Extract provided:
Public credit is the consequence of honourable, just, and punctual management in the matter of funds and taxes, or loans upon them. Where this goes before, credit always follows.

This management depends not upon the wellexecuting their offices by the great officers of the treasury and the exchequer, but on the care, conduct, and vigilance of her majesty and the parliament; the latter in establishing sufficient funds, and the former in placing able officers, and obliging them to an honourable inanagement.

The public credit therefore depends upon the queen and parliament entirely, and not at all upon the well or ill-management of the officers, of what kind soever.

Another thing confirms this, viz., that while the parliament concerns itself to prevent the deficiency of funds, and the queen to place men of probity and honour in the government of the treasury, there is no question to be made but both would concern themselves upon any complaints of the subject, to inquire into any mismanagement or abuse of the people, in the greatest officers, and not only punish the offender, but prevent the offence, by removing such officer, and supplying his place with others who should better discharge so weighty a trust. This resolves the point, that credit centres where the government centres; for if the sovereign displaces those that misapply, the wound to credit heals of itself; and while the sovereign carefully prefers men of honour and probity in the nation's trust, credit rises by a natural consequence.

But still it is the nation's credit; that is, it is built on the honour of the queen and parliament, as above; and this has been the case of the late lord treasurer, the credit of whose management must return to the queen, as to the centre, otherwise this must be called my Lord T's credit, not the nation's; and, to our great loss, must die with his lordship, which would be very unhappy for us, and would imply that we ought to be more concerned for his lordship's long life than the queen's; a thing which would very ill please even his lordship to suggest.

Having laid down this as a foundation, 1 build this short fabric upon it, viz., that as the public credit is national, not personal, so it depends upon

no thing or person, no man or body of men, but upon the government, that is, the queen and parliament, displacing or removing any minister of state or great officer, whose management under the sovereign affects our treasure, can no way influence our national credit, while the just, honourable, and punctual conduct of the sovereign and parliament remains the same. Neither does our credit depend upon the person of the queen, as queen, or the individual House of Commons, identically; as if no queen but her present majesty, and no parliament but the present parliament, could support and uphold the credit of the nation. But it will remain a truth, that every queen or every king, and every parliament succeeding the present, that shall discover the same justice in government, the same care in giving sufficient funds, the same honesty in supplying the deficiencies, if they happen, the same concern for the burthen of the subject, and the same care to put the treasure into the hands of faithful and experienced officers; shall keep up the same character, have the same credit, and restore all these declinings to the same vigour and magnitude as ever.

[Labeled-object pointing entries]
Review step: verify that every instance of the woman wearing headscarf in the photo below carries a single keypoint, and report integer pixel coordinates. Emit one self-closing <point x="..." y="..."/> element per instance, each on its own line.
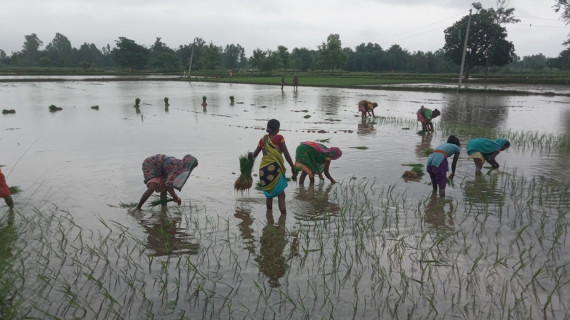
<point x="164" y="174"/>
<point x="272" y="167"/>
<point x="482" y="149"/>
<point x="314" y="158"/>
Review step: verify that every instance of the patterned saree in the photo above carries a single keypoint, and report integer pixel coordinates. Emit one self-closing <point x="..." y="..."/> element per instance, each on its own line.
<point x="272" y="170"/>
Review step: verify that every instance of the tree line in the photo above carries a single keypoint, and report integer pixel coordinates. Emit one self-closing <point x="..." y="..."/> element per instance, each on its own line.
<point x="487" y="48"/>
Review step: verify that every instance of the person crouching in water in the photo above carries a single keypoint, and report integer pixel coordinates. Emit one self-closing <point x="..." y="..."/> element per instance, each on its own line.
<point x="164" y="174"/>
<point x="437" y="165"/>
<point x="315" y="158"/>
<point x="482" y="149"/>
<point x="272" y="168"/>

Required work:
Write out the passage on public credit word for word, starting at "The public credit therefore" and ending at "what kind soever.".

Response to this task:
The public credit therefore depends upon the queen and parliament entirely, and not at all upon the well or ill-management of the officers, of what kind soever.